Department of Accounting
Stephens Hall 102
Why Study Accounting?
- To prepare for college-graduate, entry-level jobs such as cost accountant, staff accountant, tax preparer and auditor.
- To prepare for specialized master’s programs in Accounting and the CPA exam in order to hold jobs such as auditor, tax adviser, system analyst, business and personal accountant. (Note: The state of Maryland requires 30 units beyond the B.S. to qualify to sit for the CPA exam. Students who are not Maryland residents should check their own state’s requirements.)

What to work on:
Condense the bullet in the accounting department page that begins "To prepare for specialized master's programs" into a short list that keeps its main facts.

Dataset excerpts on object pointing
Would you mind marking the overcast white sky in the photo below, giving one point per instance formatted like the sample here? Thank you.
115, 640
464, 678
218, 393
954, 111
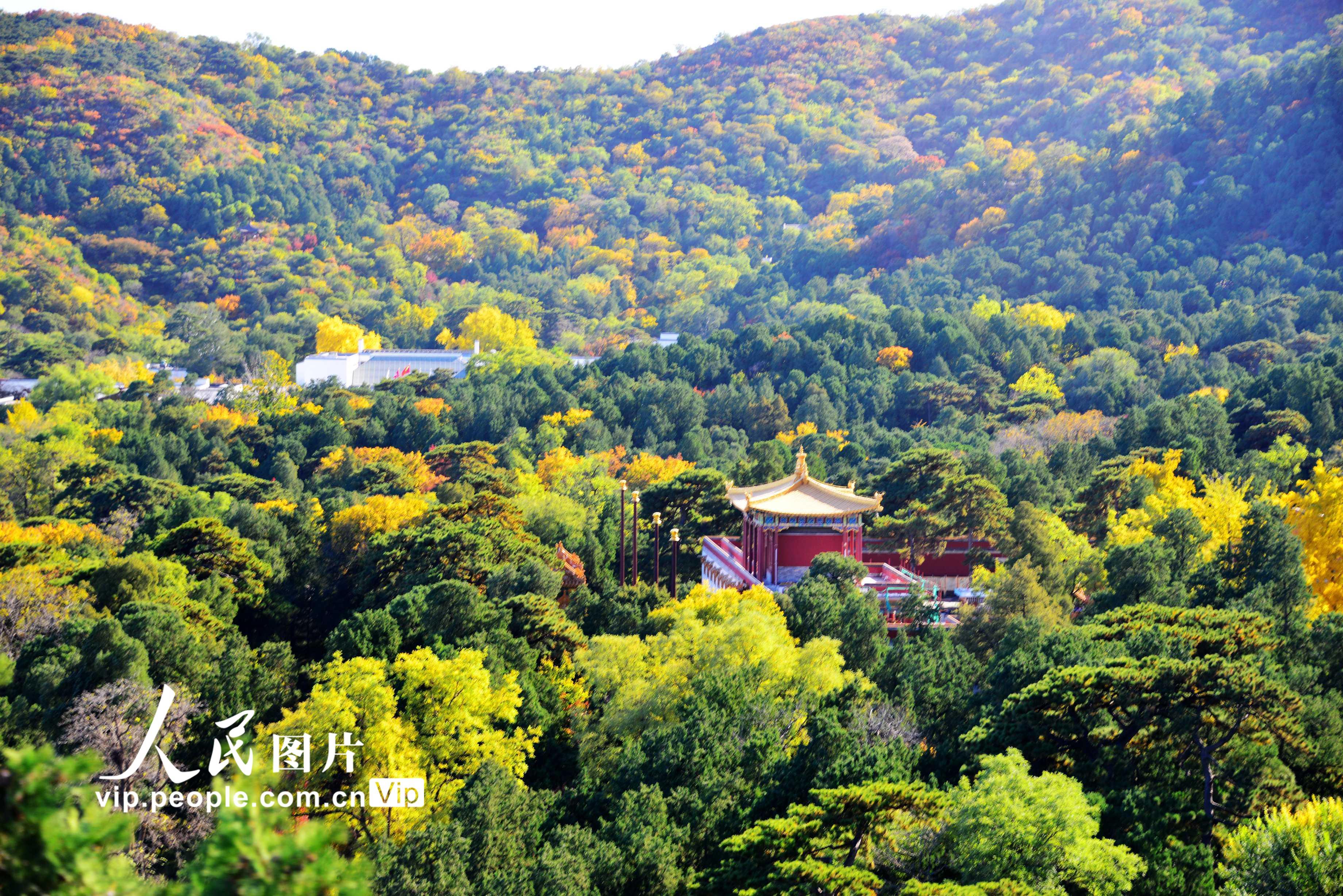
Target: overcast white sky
481, 35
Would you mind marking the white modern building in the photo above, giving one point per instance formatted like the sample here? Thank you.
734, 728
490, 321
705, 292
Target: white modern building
370, 368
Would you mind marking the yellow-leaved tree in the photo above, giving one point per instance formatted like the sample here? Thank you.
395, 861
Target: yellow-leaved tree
1040, 385
895, 358
638, 681
418, 717
1220, 510
355, 526
493, 328
1041, 315
646, 469
335, 335
1315, 514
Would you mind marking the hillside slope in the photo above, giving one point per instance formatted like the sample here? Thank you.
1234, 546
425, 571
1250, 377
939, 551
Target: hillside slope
1158, 156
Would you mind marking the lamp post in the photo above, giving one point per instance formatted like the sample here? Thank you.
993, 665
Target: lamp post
634, 535
657, 531
624, 487
676, 550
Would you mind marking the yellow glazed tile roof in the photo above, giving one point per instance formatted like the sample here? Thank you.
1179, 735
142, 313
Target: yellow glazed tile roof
800, 495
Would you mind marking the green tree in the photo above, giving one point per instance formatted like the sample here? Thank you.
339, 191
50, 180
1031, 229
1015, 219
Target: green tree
1287, 852
828, 845
1036, 829
55, 840
264, 852
828, 604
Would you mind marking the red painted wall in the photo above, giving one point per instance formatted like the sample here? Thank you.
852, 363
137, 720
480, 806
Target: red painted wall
798, 549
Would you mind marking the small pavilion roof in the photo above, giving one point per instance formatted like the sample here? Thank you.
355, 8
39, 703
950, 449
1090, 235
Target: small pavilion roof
800, 495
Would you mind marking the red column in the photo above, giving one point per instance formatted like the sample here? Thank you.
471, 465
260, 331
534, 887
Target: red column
774, 558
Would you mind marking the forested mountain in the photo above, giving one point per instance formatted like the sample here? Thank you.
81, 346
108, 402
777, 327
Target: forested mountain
1068, 275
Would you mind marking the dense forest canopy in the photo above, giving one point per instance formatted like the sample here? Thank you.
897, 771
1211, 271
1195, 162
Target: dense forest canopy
1067, 275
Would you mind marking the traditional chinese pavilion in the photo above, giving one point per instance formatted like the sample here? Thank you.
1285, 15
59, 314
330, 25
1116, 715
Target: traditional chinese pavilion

Response below:
- Prepares students for specialized master's programs in Accounting and for the CPA exam.
- Leads to jobs such as auditor, tax adviser, system analyst, and business or personal accountant.
- Maryland requires 30 units beyond the B.S. to sit for the CPA exam.
- Students who are not Maryland residents should check their own state's requirements.